### RAW DATA

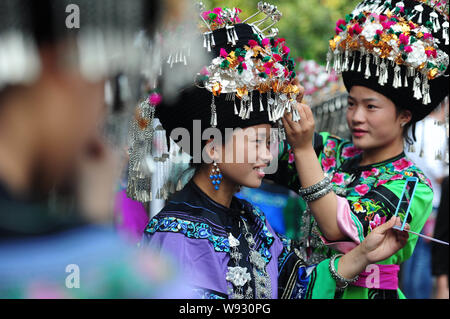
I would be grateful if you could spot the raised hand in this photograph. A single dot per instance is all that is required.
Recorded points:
(384, 241)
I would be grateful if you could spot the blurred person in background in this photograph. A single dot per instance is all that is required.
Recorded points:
(52, 108)
(417, 282)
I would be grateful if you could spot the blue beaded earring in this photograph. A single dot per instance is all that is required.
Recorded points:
(216, 176)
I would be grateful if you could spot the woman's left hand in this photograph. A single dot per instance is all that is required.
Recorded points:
(384, 241)
(300, 134)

######

GIVEN TASK | Put every line of the items above into a JSON list of strings, one string per line, skipping blank lines. Leave the pictures out.

SOLUTION TO THE PROBLEM |
[
  "I would be grateful if you could spot the raised hand in this photograph. A single dot per instance is all that is required.",
  "Recorded points:",
  "(384, 241)",
  "I would be grateful if you could spot the blurred person in background in this photograph. A single dot per instance is all that is required.",
  "Recorded points:",
  "(52, 108)",
  "(417, 282)",
  "I would be grateful if you could spot the blue beaded earring in this photograph. A single dot per instance is all that is required.",
  "Recorded points:",
  "(216, 176)",
  "I would be grateful if you could spot the woman's left hand in this photograph. A single dot per instance is all that is required.",
  "Recorded points:",
  "(384, 241)",
  "(300, 134)"
]